◆ **PROBLEM TO SOLVE**: Copy out word for word the part of the Angel of Mons dialogue that opens with the words containing "Now here's the" and closes with "visions, apparitions.".

◆ **TEXT PROVIDED**:
"""

Hey, whoa, whoa, whoa.
I'm sorry.
Okay, I'm sorry.
There's a lot on my mind.
There's a lot to process.
I just don't know
where to start.
Come on.
Come on.
Come on.
All right, take a seat.
Before we go to the big
show, let's catch you up.
What do you know about
the Angel of Mons?
- Soldiers
seeing sightings of angels
in the battlefield, right?
- Right.
1914, the Battle of the Mons.
If was the first time
the British soldiers
saw combat like that
in the first World War.
Many of the soldiers,
during the fighting,
reported seeing visions
and apparitions.
Now here's the kicker.
Some of the survivors
all claim to have
seen the same vision.
Something came down to shepherd
the large amounts of dead
into the afterlife.
More than five thousand men
died during that battle.
Throughout history
there have been hundreds
and hundreds of reports
seeing the same
visions, apparitions.
Angels.
Whatever you wanna call them.
Okay and this isn't just
isolated to warfare or battles.
This happens anywhere
where death comes to many.
Okay, gas explosion, India.
Tsunami in Fiji.
All these events have a
thread of commonality to them.
- Is it just a coping mechanism?
Possibly sensory overload
due to extreme circumstances.
- Yeah, possibly.
But...
What if there was proof?
Something to show us what
these people actually saw.
- We were under heavy fire.
Extraction wasn't
coming anytime soon.
So my guys and I just dug in
and tried to hold our ground.
As I heard the bullets
whizzing by us,
I could start to
hear their screams
and then one by
one they stopped.
And then that's when I saw it.
That light.
That light right above them.
- I'd never seen
anything like it before.
It was right there above them.
It just lit up the sky.
And then it was gone.
- This is a fake.
- No, it's not.
- Louis, you're
getting played, man.
I mean, what's next?
UFOs? Ghosts?
- I get the skepticism.
But I bought this tape,
which is highly classified,
for a large amount of money.
- From who?
- A friend in the
Department of Defense.
- You have a friend in
the Department of Defense?
- I got many friends, Isaac.
You once told me that I was
the best theoretical physicist
that you have ever met.
- Yeah, still do.
- But?
- I said you lacked vision.
- Hmmm.
You're right.
I didn't want to
hear it at the time
but you're right.
I was all caught up in minutia.
I never really let myself
see the big picture.
It's okay.
Alex said the same thing.
But then she showed
me her vision.
- Wait.
Who's Alex?
- I keep forgetting
you guys haven't met.
She's a physicist.
Damn good one.
- You two dating or something?
- Yeah, yeah.
- Nice.
- She's in there now
with it.
Are you ready
to see the greatest discovery
in the history of science?
Come on.
- Whoa, hey, hey, hey!
Alex, relax.
- Sorry about that.
Things have been a bit
heightened around here.
Isaac, hi.
Nice to meet you.

"""

◆ **SUPPLIED RECORDS**:
"""

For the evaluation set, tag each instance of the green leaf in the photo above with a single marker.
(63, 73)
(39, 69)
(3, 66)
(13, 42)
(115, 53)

"""

◆ **SOLVED PROBLEM**:
Now here's the kicker.
Some of the survivors
all claim to have
seen the same vision.
Something came down to shepherd
the large amounts of dead
into the afterlife.
More than five thousand men
died during that battle.
Throughout history
there have been hundreds
and hundreds of reports
seeing the same
visions, apparitions.